:: Provided passage

Champagne of Life, Manchurian Fungus, Manchurian mushroom, Tea Fungus, Kargasok Tea, Haipao, Fungus Japanicus, Combucha, Kwassan, Spumonto, T'Chai from the Sea, Tschambucco
Prepared by fermenting sweetened black tea with a symbiotic culture of yeasts and bacteria, Kombucha tea has been used to treat a wide variety of symptoms as well as certain diseases such as cancer, AIDS and diabetes (3). The high caffeine and sugar content of the tea may account for increased energy some users have reported following consumption of the product (4). In vitro and animal studies show potent antioxidant, immunostimulating (5), and hepatoprotective (6) (18) (19) effects with limited toxicity (7); however, clinical studies in humans are lacking (8).
Because of the fermentation process, Kombucha can easily become contaminated. Allergic reactions, jaundice, serious illness and occasionally death have been associated with the consumption of home-grown Kombucha tea (9) (10) (11). It may also reduce the absorption of drugs that are sensitive to the pH level of the stomach (12).

::::
:: Supplied material

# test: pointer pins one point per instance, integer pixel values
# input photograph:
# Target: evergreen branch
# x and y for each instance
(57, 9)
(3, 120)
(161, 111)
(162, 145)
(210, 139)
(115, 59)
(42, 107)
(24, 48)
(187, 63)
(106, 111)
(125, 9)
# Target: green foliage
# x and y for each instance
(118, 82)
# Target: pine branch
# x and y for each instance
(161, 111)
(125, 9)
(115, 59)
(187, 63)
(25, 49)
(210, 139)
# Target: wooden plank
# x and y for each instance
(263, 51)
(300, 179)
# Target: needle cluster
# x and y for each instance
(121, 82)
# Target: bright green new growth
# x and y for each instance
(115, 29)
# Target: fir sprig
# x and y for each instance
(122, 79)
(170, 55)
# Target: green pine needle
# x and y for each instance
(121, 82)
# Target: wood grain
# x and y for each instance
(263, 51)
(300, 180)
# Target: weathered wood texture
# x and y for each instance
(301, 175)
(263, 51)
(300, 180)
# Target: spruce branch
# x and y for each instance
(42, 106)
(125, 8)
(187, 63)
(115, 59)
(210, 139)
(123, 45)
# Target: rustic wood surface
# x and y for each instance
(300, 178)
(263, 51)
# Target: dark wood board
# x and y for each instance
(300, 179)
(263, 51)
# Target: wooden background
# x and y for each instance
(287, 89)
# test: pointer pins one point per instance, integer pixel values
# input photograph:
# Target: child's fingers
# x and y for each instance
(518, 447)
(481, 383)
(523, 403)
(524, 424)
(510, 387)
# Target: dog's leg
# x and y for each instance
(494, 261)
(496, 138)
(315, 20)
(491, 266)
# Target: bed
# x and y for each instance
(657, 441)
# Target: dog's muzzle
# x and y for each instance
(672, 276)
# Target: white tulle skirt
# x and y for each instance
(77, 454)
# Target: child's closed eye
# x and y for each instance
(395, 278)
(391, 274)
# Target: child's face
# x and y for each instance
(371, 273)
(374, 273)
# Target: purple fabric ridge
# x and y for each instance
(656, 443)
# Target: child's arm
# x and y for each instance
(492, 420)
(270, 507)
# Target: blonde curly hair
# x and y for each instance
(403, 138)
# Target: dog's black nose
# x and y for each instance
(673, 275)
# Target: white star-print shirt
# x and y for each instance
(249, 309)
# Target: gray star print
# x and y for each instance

::::

## [Description of the task]
Reproduce the part of the Kombucha passage that begins at the words "Because of the" and stops after the words "the stomach (12).".

## [Response]
Because of the fermentation process, Kombucha can easily become contaminated. Allergic reactions, jaundice, serious illness and occasionally death have been associated with the consumption of home-grown Kombucha tea (9) (10) (11). It may also reduce the absorption of drugs that are sensitive to the pH level of the stomach (12).